Written request A — According to the passage about New York tourist spots, why did Serendipity III shut down for months in 2007?
Written request B — From the passage about New York tourist spots, copy word for word the part that begins at the words "Oh, and remember" and stops after "call it a day.".

2. Serendipity III Is Lame

The restaurant made famous because apparently celebrities like it, and because of the eponymous movie starring Kate Beckinsale and John Cusack. I get it, the “Frrrozen Hot Chocolate” the size of a Jacuzzi is fun. But it’s really like going to “Bubba Gump Shrimp” because there’s one in just about every major city, so it’s really not even that “New York.” (It’s true, Google it!) Plus the wait is absurd. Do you really need to wait two-and-a-half hours to sit next to a preteen couple on their third date, while you eat 5 spoonfuls of said Frrrozen Hot Chocolate just to end up feeling like you need to barf? Just get a slice of pizza and an Orange Crush. It’s really more authentic and probably healthier.

Oh, and remember in 2007 when it shut down for months because it failed a health code inspection after they found rats up in there? Is that really a place you want to buy that $1,000 sundae that’s “The Most Expensive Dessert In The World?” I’ll just grab a pint of Ben & Jerry’s “Chunky Monkey” and call it a day.


3. “Tiffany’s” Is Just Another Jewelry Store You Can’t Afford

Audrey Hepburn made millions of girls and women everywhere think that standing outside Tiffany’s holding a croissant and paper cup of coffee was just about the most romantic thing one could do in the city. Lemme tell you something. She only stood there long enough to house that croissant because it’s really not terribly exciting. This is one of those times you take a picture outside imitating Audrey, then you walk in, are super impressed, then spend 2 minutes realizing you could never afford anything in there. Then you go to the GAP as if they have different clothes than your local GAP in Waukesha.


4. Food Carts / Street Food: Eat At Your Own Risk

The new Food Truck fad was really good for NYC eating on the go. And a lot of them are amazing. Go to those ones. Do not go to the traditional hot dog / pretzel / ice cream guy. They are on every corner and look super authentic, but did you ever think about how long those hot dogs have been marinating in that water? Kids, we call them “dirty water dogs” and they taste just about as good as they sound. Don’t even get tempted to nosh on a soft pretzel. They have also been sitting out on that cart for probably days, based on how stale they are. Here’s a fun story: apparently feeling famished during a walk, my dog once jumped up and stole one of those pretzels. She spit it out. If my dog – who has picked up and actually chewed gum she found on the street – won’t even force one of those down, please don’t even think about giving it to your children. You know what’s even worse? The Hot Nuts lady. They smell amazing, and you should absolutely get an Instagram pic of you in front of the “Hot Nuts” sign, but again, don’t eat.


5. Pedicabs Are A Terrifying Rip-Off

These bicycle-cabs look like a fun way to get from Times Square to Macy’s. But think of how terrifying a cab ride can be with a cabbie who has zero regard for traffic laws or other vehicles. Now think about how scary it would be to weave in and out of traffic on a bike – i.e. with no walls to protect you – while cars honk at you and generally regard you as an annoyance on the road.) Now put those two together, and you’re in a pedicab. I rode in on once and I’ll never do it again. It was like being a passenger in that game “Crazy Taxi,” where you get more points for running into people and cars, except you’re not an avatar, you’re a real person hoping to make it to point B alive and in one piece.

Source material —

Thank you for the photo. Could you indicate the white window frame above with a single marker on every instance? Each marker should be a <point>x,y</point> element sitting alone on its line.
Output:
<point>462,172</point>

Task answer A — It failed a health code inspection after rats were found there.

Task answer B —
Oh, and remember in 2007 when it shut down for months because it failed a health code inspection after they found rats up in there? Is that really a place you want to buy that $1,000 sundae that’s “The Most Expensive Dessert In The World?” I’ll just grab a pint of Ben & Jerry’s “Chunky Monkey” and call it a day.